Given instruction -> Format the entries below as a two-column CSV with the header columns "instruction" and "output", giving one row per entry with its request text under "instruction" and its answer under "output". Put each field in double quotes and replace any line breaks inside a field with spaces.

--- Start Dataset rows ---

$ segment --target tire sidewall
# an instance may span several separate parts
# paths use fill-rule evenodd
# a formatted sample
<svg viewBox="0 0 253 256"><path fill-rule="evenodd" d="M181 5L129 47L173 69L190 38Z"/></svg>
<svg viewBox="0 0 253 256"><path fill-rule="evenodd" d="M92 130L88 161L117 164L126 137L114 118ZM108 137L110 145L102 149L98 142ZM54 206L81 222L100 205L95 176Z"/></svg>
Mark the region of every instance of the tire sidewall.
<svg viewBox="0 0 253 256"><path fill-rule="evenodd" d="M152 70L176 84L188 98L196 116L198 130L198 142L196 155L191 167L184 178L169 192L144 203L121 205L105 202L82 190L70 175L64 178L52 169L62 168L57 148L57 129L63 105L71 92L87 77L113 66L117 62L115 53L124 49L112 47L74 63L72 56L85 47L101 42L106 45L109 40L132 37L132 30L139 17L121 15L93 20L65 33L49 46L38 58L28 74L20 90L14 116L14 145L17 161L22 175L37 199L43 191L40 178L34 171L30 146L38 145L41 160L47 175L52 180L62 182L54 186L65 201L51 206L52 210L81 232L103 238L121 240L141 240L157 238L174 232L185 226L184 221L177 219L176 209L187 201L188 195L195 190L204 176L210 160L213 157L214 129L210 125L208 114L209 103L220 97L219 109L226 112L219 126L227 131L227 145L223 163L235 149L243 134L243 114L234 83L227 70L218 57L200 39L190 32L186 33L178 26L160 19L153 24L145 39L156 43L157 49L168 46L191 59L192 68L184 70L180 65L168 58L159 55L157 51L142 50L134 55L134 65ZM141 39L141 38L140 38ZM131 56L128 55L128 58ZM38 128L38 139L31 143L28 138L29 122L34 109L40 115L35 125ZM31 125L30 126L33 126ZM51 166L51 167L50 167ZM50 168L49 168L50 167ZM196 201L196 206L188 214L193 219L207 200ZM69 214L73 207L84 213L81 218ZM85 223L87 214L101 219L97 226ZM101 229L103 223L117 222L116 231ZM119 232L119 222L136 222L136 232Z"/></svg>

--- End Dataset rows ---

Finished task ->
instruction,output
"$ segment --target tire sidewall # an instance may span several separate parts # paths use fill-rule evenodd # a formatted sample <svg viewBox=""0 0 253 256""><path fill-rule=""evenodd"" d=""M181 5L129 47L173 69L190 38Z""/></svg> <svg viewBox=""0 0 253 256""><path fill-rule=""evenodd"" d=""M92 130L88 161L117 164L126 137L114 118ZM108 137L110 145L102 149L98 142ZM54 206L81 222L100 205L95 176Z""/></svg> Mark the region of every instance of the tire sidewall.","<svg viewBox=""0 0 253 256""><path fill-rule=""evenodd"" d=""M152 70L176 84L188 98L196 116L198 130L198 142L196 155L191 167L184 178L169 192L144 203L121 205L105 202L82 190L70 175L64 178L52 169L62 168L57 148L57 129L63 105L71 92L87 77L113 66L117 62L115 53L124 49L112 47L74 63L72 56L85 47L101 42L106 45L109 40L132 37L132 30L139 17L121 15L93 20L65 33L49 46L38 58L28 74L20 90L14 116L14 145L17 161L22 175L37 199L43 191L40 178L34 171L30 146L38 145L41 160L47 175L52 180L62 182L54 186L65 201L51 206L52 210L81 232L103 238L121 240L141 240L157 238L174 232L185 226L184 221L177 219L176 209L187 201L188 195L195 190L204 176L210 160L213 157L214 129L210 125L208 114L209 103L220 97L219 109L226 112L219 126L227 131L227 145L223 163L235 149L243 134L243 114L234 83L227 70L218 57L200 39L190 32L186 33L178 26L160 19L153 24L145 39L156 43L157 49L168 46L191 59L192 68L184 70L180 65L168 58L159 55L157 51L142 50L134 55L134 65ZM141 39L141 38L140 38ZM131 56L128 55L128 58ZM38 128L38 139L31 143L28 138L29 122L34 109L40 115L35 125ZM31 125L30 126L33 126ZM51 166L51 167L50 167ZM50 168L49 168L50 167ZM196 201L196 206L188 214L193 219L207 200ZM69 214L73 207L84 213L81 218ZM85 223L87 214L101 219L97 226ZM101 229L103 223L117 222L116 231ZM119 232L119 222L136 222L136 232Z""/></svg>"